Coordinate annotation entries
* * * *

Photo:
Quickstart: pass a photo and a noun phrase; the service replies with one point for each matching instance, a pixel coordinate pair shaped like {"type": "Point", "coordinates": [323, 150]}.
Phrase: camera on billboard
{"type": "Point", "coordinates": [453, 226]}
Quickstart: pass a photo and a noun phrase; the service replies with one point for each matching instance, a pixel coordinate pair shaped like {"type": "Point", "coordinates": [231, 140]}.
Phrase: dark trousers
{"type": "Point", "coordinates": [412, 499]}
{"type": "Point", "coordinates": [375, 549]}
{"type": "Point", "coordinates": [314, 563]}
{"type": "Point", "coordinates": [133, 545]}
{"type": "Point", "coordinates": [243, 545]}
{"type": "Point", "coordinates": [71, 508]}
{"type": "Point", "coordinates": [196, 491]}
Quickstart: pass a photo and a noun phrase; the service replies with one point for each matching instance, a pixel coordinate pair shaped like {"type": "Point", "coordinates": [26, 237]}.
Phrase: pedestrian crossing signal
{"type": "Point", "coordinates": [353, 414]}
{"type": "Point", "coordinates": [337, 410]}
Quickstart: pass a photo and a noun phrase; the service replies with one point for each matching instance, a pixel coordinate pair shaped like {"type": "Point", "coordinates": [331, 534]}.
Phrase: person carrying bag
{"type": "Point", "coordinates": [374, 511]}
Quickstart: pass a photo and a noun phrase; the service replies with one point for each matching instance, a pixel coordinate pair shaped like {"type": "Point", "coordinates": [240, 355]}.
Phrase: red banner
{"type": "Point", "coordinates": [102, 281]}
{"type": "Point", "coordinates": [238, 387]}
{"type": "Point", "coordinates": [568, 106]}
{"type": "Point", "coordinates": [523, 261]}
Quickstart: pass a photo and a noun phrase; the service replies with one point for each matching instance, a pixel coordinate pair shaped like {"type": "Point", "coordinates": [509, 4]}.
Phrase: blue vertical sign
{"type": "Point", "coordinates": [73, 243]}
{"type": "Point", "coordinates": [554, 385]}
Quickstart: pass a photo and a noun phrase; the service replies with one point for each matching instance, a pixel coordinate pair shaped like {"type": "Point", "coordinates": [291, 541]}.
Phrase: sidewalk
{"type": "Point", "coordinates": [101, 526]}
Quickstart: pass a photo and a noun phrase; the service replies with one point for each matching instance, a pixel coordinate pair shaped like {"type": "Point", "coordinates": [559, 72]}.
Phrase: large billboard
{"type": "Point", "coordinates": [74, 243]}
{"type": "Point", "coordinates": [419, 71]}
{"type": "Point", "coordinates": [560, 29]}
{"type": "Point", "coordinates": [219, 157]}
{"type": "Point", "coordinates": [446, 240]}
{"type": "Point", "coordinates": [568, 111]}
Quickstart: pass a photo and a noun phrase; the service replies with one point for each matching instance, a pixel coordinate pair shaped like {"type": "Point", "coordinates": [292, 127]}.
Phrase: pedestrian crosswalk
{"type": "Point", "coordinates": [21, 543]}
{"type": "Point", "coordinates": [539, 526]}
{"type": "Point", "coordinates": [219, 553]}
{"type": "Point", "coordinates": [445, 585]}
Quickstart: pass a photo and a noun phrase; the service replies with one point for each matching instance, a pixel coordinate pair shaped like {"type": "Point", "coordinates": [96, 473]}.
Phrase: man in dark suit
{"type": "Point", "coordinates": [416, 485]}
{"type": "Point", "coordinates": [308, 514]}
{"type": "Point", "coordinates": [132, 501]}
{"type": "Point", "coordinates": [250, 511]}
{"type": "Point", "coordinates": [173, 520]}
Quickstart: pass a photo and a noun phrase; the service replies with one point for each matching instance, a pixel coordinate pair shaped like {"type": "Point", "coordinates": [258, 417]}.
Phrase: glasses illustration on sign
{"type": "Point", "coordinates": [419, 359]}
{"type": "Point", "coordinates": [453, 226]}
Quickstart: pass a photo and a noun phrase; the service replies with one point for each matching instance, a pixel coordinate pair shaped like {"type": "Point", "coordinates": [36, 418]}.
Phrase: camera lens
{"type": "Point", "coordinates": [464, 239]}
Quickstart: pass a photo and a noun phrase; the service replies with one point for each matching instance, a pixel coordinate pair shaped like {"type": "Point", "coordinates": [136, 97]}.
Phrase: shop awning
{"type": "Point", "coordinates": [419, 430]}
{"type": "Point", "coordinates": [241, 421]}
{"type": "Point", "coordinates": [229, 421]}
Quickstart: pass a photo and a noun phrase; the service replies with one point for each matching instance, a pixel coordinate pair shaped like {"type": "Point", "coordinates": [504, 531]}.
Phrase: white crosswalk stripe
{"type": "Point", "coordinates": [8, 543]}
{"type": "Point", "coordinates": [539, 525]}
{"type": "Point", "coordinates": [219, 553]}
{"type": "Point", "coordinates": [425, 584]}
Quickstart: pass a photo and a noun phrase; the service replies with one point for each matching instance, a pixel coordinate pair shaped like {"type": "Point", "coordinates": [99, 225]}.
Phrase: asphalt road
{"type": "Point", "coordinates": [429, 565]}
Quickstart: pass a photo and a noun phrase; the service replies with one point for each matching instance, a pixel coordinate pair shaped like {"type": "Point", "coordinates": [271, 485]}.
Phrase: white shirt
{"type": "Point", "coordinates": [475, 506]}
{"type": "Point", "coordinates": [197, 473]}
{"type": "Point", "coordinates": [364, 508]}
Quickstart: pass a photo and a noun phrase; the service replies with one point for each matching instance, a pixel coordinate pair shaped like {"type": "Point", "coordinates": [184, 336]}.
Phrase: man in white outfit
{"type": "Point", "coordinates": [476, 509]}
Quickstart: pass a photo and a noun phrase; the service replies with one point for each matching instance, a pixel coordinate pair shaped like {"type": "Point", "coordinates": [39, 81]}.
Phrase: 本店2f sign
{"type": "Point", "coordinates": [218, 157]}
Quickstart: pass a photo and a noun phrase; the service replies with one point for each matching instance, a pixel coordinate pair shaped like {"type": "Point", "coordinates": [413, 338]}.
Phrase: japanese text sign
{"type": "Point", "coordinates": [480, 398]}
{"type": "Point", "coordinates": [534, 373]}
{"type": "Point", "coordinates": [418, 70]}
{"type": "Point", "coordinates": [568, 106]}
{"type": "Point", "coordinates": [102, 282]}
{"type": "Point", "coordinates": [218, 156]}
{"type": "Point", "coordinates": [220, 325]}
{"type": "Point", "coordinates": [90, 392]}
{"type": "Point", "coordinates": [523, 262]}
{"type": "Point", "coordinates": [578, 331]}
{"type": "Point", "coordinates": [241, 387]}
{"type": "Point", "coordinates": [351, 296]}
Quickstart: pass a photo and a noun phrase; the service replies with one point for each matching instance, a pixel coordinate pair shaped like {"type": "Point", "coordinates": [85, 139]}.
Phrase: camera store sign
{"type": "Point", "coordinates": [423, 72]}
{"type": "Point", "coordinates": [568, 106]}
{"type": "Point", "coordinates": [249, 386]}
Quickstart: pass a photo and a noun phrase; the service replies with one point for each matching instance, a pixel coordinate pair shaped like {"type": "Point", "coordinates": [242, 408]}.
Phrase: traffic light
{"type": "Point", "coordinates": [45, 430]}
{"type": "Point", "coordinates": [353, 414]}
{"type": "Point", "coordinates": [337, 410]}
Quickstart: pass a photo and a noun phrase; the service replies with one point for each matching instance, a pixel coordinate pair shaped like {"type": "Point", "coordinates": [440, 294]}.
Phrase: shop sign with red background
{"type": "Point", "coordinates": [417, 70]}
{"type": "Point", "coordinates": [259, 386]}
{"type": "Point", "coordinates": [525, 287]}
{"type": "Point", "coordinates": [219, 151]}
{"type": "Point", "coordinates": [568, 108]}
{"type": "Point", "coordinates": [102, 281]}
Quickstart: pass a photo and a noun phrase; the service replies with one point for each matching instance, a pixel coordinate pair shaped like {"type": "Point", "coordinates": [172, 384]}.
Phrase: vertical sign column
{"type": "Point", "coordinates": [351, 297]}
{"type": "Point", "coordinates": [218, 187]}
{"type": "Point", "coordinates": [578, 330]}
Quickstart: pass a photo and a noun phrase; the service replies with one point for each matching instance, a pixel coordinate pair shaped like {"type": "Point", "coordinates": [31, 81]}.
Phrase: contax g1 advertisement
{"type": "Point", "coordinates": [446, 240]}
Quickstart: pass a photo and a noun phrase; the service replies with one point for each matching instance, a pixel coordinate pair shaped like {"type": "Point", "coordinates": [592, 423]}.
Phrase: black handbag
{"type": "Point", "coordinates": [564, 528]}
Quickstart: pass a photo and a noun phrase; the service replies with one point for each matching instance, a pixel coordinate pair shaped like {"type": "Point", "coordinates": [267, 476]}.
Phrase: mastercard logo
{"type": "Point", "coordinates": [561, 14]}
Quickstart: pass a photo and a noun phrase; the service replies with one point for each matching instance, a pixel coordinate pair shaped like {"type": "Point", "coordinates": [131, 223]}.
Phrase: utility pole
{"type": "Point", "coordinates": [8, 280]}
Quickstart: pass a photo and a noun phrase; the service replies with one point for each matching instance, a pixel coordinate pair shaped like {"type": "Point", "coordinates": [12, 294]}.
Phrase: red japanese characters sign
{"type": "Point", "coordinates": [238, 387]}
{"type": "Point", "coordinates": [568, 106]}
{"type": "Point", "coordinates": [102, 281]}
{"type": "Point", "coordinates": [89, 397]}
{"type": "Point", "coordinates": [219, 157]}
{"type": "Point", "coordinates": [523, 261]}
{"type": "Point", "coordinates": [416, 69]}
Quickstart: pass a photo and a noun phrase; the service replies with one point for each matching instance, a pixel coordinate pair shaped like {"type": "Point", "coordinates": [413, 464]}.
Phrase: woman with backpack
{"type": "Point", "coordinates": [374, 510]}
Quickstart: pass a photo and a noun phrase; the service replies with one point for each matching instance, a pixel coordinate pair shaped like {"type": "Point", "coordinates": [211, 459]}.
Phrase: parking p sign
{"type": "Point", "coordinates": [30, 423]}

* * * *

YOUR INSTRUCTIONS :: Identify every line of the material above that contains the word "billboard", and copy each such line in full. Matching is case-sensitive.

WRITTEN RESPONSE ::
Phrase: camera on billboard
Phrase: large billboard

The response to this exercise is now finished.